Exercise instructions: Output the line containing "[seg] forest floor" and all subsequent lines of the listing below, copied exactly, with no other lines.

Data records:
***
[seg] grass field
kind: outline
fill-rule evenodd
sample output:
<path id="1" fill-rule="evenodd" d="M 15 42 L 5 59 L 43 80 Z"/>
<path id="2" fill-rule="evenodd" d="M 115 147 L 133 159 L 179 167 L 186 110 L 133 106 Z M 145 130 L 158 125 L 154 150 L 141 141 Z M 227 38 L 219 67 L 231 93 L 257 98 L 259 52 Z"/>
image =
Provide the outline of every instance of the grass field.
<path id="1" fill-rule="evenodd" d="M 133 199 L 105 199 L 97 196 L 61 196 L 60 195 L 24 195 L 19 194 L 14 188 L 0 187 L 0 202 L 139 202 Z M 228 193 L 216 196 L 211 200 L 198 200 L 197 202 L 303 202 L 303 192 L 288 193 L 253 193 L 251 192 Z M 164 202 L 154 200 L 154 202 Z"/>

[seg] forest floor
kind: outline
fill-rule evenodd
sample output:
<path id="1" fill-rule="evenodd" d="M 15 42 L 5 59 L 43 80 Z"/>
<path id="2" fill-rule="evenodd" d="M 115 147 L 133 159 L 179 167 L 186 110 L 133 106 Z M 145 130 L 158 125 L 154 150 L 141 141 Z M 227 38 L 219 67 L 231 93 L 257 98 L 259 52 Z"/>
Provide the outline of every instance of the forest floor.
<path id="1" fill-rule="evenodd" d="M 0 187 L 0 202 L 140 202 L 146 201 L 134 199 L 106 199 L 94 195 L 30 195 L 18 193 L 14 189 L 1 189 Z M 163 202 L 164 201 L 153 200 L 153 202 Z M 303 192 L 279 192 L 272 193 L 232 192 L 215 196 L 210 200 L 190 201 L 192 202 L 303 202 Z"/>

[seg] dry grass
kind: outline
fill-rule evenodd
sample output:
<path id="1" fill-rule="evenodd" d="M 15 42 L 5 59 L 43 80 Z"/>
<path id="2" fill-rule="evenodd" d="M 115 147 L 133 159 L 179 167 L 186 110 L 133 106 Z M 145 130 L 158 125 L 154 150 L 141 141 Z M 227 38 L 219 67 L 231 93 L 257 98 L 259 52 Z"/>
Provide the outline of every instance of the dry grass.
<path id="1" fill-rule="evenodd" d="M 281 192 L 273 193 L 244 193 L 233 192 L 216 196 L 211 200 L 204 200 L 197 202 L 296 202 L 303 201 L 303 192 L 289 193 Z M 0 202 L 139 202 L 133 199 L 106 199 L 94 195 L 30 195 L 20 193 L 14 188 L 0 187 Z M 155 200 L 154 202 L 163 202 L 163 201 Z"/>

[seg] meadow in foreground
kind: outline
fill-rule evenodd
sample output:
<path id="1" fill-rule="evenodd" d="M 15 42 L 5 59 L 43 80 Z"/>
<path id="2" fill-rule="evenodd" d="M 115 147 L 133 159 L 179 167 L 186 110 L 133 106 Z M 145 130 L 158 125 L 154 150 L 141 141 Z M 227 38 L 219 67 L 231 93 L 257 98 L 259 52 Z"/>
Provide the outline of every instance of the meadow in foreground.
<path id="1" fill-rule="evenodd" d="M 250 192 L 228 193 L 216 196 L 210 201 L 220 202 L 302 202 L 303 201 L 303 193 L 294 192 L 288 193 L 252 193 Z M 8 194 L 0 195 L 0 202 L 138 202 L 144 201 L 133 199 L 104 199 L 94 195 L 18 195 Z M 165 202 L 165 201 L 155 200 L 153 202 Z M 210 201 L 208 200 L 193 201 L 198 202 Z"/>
***
Task solution:
[seg] forest floor
kind: outline
fill-rule evenodd
sample output:
<path id="1" fill-rule="evenodd" d="M 15 42 L 5 59 L 43 80 Z"/>
<path id="2" fill-rule="evenodd" d="M 115 147 L 133 159 L 179 167 L 186 110 L 133 106 Z M 145 130 L 158 125 L 154 150 L 141 141 Z M 227 38 L 219 67 L 231 93 L 257 98 L 259 52 Z"/>
Provide the outline of every instance of the forest floor.
<path id="1" fill-rule="evenodd" d="M 0 187 L 0 202 L 140 202 L 146 201 L 134 199 L 106 199 L 94 195 L 30 195 L 18 193 L 14 189 L 1 189 Z M 163 202 L 164 201 L 153 200 L 153 202 Z M 303 192 L 279 192 L 272 193 L 232 192 L 215 196 L 210 200 L 190 201 L 192 202 L 303 202 Z"/>

[seg] dry grass
kind: outline
fill-rule evenodd
sample output:
<path id="1" fill-rule="evenodd" d="M 15 42 L 5 59 L 43 80 Z"/>
<path id="2" fill-rule="evenodd" d="M 115 147 L 133 159 L 179 167 L 186 110 L 133 106 Z M 145 130 L 158 125 L 154 150 L 141 141 Z M 227 38 L 219 67 L 231 93 L 257 98 L 259 52 Z"/>
Provide the outline of every instance of the dry grass.
<path id="1" fill-rule="evenodd" d="M 281 192 L 273 193 L 244 193 L 233 192 L 216 196 L 211 200 L 204 200 L 197 202 L 296 202 L 303 201 L 303 192 L 289 193 Z M 0 202 L 139 202 L 133 199 L 106 199 L 94 195 L 30 195 L 20 193 L 14 188 L 0 187 Z M 155 200 L 154 202 L 163 202 L 163 201 Z"/>

[seg] meadow in foreground
kind: outline
fill-rule evenodd
sample output:
<path id="1" fill-rule="evenodd" d="M 15 42 L 5 59 L 43 80 Z"/>
<path id="2" fill-rule="evenodd" d="M 115 147 L 133 159 L 179 167 L 186 110 L 133 106 Z M 145 130 L 158 125 L 154 150 L 141 141 Z M 227 38 L 219 67 L 231 93 L 257 98 L 259 52 Z"/>
Provide the outline of every instance of the meadow in foreground.
<path id="1" fill-rule="evenodd" d="M 250 192 L 228 193 L 216 196 L 210 201 L 220 202 L 302 202 L 303 201 L 303 193 L 294 192 L 288 193 L 252 193 Z M 8 194 L 0 195 L 0 202 L 138 202 L 144 201 L 133 199 L 104 199 L 94 195 L 18 195 Z M 165 202 L 165 201 L 155 200 L 153 202 Z M 210 201 L 208 200 L 193 201 L 198 202 Z"/>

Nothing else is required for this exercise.